#### Stated goal a:
According to the housing article, which agency has indicated that it would carry out a proper housing count during the next population census?

--- Source ---

THE authenticity of the 17 million housing units deficit figure in Nigeria being bandied about is in doubt, not being backed up by any proven data, Prof Mohammed Al-Amin, Managing Director, Federal Housing Authority (FHA) has said.

Al-Amin stated this during a visit to the UN-HABITAT Programme Office in Abuja, where he was received by its Programme Officer, Mr. Kabir Yari. He noted that though an attempt was made to incorporate a housing census into the 2006 national headcount, the data obtained from the exercise was unreliable. He attributed the failure to defective nature of the tool designed for it. For instance, he noted, enumerators were only trained on how to capture data on individuals and not housing units.

Housing profile

The lack of reliable housing data, he noted, had hamstrung proper planning and called for concerted efforts to address the situation.

The FHA boss explained that the organisation is in touch with the National Population Commission (NPC), which he disclosed has indicated that it would embark on a proper housing count during the next population census. He, therefore, urged the UN-HABITAT to make its expertise available to ensure the success of the exercise.

He declared the readiness of FHA to work with other agencies on the development of a national housing profile for the country to tackle the unreliability of the country’s housing statistics. Al-Amin said the FHA was keen to participate in the implementation of the resolutions of the just concluded Habitat III- the United Nations Conference on Housing and Sustainable Development held in Quito, Ecuador.

--- Material provided ---

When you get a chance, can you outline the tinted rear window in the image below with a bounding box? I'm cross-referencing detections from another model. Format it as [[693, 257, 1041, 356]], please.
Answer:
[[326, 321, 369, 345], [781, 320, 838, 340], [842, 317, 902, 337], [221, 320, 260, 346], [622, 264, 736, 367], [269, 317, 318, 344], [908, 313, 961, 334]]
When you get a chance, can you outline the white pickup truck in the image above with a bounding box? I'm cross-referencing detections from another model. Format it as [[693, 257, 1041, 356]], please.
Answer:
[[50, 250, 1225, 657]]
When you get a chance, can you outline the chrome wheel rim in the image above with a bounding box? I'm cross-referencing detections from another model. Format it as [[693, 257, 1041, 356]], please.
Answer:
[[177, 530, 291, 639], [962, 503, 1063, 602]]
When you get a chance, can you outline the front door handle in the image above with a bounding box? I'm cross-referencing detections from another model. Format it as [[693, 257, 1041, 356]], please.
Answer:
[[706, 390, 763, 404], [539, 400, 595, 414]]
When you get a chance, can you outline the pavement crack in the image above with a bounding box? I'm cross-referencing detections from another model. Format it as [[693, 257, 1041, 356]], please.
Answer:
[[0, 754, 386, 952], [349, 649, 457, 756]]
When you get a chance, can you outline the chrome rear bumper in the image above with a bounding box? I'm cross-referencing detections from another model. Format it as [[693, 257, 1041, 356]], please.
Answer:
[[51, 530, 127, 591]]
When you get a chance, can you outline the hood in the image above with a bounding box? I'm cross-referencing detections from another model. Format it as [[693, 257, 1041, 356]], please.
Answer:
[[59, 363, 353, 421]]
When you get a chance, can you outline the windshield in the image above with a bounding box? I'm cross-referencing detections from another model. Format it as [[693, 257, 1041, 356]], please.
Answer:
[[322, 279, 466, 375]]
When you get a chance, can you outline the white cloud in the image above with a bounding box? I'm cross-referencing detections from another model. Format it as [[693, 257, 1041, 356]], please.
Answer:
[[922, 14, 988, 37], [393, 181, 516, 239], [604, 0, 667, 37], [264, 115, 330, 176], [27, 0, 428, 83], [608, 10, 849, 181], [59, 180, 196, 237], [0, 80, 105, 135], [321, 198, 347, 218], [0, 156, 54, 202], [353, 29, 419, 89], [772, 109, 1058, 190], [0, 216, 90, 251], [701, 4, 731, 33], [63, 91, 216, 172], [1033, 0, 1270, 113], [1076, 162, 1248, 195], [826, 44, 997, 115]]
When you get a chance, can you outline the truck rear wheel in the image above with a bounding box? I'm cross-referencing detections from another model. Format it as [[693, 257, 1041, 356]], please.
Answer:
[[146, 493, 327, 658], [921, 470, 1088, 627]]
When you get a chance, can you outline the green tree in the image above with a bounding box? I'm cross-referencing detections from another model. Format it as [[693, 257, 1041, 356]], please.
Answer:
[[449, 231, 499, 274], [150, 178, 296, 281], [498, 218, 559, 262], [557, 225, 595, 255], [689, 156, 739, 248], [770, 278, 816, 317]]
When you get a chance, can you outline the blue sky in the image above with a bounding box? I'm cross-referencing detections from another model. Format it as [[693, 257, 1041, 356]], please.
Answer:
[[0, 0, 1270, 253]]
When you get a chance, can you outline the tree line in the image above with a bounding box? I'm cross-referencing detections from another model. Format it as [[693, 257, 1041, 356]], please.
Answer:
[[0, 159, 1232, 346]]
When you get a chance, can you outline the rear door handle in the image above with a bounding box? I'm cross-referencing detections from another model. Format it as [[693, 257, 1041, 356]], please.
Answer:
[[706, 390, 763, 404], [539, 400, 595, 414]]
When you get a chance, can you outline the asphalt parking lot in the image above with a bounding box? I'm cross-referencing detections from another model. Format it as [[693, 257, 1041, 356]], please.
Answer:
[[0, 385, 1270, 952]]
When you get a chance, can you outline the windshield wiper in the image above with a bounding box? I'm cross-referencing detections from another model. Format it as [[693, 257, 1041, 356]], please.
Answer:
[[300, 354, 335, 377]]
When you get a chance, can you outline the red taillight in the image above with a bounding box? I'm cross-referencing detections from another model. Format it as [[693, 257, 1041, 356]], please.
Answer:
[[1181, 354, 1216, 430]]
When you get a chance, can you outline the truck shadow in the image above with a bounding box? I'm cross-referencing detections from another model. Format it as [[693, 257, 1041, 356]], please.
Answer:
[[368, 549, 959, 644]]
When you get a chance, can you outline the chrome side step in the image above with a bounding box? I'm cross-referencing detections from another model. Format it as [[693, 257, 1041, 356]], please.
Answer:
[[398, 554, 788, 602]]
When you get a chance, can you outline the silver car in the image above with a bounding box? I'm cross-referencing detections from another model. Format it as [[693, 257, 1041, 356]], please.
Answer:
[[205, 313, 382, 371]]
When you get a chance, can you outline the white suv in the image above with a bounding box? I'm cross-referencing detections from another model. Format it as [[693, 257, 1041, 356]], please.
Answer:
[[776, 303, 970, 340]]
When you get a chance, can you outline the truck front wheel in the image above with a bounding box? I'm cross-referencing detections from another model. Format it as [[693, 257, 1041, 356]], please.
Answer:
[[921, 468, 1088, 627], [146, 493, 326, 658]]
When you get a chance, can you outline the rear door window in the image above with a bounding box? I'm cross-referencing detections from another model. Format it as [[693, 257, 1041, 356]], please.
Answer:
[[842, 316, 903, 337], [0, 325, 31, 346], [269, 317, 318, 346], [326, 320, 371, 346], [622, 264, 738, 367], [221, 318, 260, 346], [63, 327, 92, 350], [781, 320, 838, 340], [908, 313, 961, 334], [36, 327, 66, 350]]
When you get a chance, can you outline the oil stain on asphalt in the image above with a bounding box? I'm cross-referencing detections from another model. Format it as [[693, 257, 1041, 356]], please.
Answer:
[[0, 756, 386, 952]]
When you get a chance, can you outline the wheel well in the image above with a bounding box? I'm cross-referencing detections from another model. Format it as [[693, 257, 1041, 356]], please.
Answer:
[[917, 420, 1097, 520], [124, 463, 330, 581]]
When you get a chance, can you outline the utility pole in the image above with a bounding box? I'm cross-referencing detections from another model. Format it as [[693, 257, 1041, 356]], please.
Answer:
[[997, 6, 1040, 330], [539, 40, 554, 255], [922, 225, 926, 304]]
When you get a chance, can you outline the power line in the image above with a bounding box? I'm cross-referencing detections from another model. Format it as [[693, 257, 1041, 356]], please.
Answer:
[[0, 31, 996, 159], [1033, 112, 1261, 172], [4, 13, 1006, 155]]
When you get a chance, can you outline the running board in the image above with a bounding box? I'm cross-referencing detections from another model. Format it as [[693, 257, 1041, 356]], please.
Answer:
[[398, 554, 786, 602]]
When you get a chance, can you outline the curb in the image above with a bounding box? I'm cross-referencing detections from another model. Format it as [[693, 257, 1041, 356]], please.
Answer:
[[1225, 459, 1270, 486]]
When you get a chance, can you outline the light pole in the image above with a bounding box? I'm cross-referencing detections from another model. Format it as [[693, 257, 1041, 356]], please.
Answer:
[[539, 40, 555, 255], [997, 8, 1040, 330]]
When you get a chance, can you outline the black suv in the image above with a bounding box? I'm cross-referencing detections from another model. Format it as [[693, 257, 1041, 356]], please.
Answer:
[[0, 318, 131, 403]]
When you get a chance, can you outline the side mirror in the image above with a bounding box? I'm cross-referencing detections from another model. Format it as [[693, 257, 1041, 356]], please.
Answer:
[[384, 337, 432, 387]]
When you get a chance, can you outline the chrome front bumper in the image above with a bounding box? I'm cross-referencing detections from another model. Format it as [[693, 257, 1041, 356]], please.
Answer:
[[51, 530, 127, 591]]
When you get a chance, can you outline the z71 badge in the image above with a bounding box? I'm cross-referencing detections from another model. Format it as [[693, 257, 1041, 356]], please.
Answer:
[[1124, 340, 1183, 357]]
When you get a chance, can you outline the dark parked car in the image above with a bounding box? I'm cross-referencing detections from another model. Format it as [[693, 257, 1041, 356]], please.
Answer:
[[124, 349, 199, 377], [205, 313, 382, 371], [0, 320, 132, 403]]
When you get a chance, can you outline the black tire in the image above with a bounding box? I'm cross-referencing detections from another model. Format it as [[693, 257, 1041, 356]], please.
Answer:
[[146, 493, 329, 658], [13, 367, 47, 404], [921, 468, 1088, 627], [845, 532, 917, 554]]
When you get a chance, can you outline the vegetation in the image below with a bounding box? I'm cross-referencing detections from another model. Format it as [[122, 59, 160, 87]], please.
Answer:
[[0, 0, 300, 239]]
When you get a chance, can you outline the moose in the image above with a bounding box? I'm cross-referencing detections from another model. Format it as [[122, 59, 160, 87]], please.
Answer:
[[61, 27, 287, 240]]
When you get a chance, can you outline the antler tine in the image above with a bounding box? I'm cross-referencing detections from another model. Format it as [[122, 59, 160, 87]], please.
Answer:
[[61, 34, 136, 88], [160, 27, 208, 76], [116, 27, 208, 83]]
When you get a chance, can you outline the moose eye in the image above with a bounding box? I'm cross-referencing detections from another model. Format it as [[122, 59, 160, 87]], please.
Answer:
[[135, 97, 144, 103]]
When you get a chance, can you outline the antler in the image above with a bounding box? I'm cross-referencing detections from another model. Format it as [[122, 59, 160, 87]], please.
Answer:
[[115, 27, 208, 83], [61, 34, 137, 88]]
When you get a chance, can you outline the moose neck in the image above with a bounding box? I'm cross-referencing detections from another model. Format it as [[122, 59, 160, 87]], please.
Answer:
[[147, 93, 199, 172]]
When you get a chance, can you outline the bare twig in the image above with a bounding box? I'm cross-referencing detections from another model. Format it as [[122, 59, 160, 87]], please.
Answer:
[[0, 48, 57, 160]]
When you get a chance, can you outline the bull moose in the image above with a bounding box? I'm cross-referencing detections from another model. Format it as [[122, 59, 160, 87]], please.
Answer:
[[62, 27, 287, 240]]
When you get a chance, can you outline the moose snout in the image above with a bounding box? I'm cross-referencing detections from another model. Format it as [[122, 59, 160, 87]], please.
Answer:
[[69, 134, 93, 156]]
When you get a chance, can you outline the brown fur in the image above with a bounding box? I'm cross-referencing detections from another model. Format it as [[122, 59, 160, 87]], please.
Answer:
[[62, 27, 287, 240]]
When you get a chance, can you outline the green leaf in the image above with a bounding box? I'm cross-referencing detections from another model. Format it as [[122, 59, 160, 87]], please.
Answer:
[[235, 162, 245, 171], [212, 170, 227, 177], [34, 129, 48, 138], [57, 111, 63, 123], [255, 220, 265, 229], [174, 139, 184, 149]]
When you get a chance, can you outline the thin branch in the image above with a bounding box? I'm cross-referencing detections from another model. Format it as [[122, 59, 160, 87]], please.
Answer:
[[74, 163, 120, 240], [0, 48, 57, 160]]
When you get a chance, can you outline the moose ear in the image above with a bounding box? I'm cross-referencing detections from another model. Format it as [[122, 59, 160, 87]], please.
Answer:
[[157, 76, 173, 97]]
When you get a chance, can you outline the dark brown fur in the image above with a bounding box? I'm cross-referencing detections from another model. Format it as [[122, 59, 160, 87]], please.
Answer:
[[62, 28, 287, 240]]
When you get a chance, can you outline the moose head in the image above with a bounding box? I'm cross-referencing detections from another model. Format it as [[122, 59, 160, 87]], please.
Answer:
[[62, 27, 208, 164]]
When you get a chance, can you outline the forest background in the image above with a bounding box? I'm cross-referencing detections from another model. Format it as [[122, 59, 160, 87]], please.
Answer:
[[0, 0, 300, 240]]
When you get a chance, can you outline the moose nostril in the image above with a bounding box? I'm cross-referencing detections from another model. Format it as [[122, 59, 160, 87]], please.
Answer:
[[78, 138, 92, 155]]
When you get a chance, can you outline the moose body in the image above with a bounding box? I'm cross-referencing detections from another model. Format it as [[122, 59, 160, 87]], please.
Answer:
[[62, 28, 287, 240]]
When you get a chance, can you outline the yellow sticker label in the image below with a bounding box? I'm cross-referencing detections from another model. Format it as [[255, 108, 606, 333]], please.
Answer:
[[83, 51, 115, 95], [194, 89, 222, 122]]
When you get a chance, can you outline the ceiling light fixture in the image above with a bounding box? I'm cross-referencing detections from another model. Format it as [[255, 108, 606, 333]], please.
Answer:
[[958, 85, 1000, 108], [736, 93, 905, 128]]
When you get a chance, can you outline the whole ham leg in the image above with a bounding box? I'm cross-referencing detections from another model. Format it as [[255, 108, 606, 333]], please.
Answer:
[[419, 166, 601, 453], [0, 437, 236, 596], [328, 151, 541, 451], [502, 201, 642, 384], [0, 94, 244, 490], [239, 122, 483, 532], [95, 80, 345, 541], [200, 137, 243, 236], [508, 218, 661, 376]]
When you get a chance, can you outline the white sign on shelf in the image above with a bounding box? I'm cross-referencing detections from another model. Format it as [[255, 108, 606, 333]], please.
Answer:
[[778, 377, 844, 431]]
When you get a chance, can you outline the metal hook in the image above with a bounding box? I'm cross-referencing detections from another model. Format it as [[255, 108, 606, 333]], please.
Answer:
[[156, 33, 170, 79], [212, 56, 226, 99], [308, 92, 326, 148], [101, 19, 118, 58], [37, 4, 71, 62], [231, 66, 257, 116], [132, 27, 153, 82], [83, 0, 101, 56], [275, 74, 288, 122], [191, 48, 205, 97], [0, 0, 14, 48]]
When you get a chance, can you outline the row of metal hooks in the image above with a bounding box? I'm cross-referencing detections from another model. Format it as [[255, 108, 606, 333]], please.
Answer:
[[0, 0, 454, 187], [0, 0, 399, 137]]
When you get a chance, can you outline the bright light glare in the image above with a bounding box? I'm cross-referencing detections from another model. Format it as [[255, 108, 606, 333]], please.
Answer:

---

#### Stated goal b:
Format the listing's lines as a JSON list of strings, one string per line with blank lines left out, covering everything from the line that contains "When you get a chance, can you outline the white cloud" down to the line that contains "[[146, 493, 327, 658], [921, 470, 1088, 627]]", both included.

#### Correct response a:
The National Population Commission (NPC).

#### Correct response b:
[
  "When you get a chance, can you outline the white cloud in the image above with a bounding box? I'm cross-referencing detections from another model. Format it as [[693, 257, 1041, 356]], please.",
  "Answer:",
  "[[922, 14, 988, 37], [393, 181, 516, 239], [604, 0, 667, 37], [264, 115, 330, 176], [27, 0, 428, 83], [608, 10, 849, 181], [59, 180, 196, 237], [0, 80, 105, 135], [321, 198, 347, 218], [0, 156, 54, 202], [353, 29, 419, 89], [772, 109, 1058, 190], [0, 216, 90, 251], [701, 4, 731, 33], [63, 91, 216, 172], [1033, 0, 1270, 113], [1076, 162, 1248, 195], [826, 44, 997, 115]]",
  "When you get a chance, can you outline the truck rear wheel in the image above with a bounding box? I'm cross-referencing detections from another model. Format it as [[693, 257, 1041, 356]], please.",
  "Answer:",
  "[[146, 493, 327, 658], [921, 470, 1088, 627]]"
]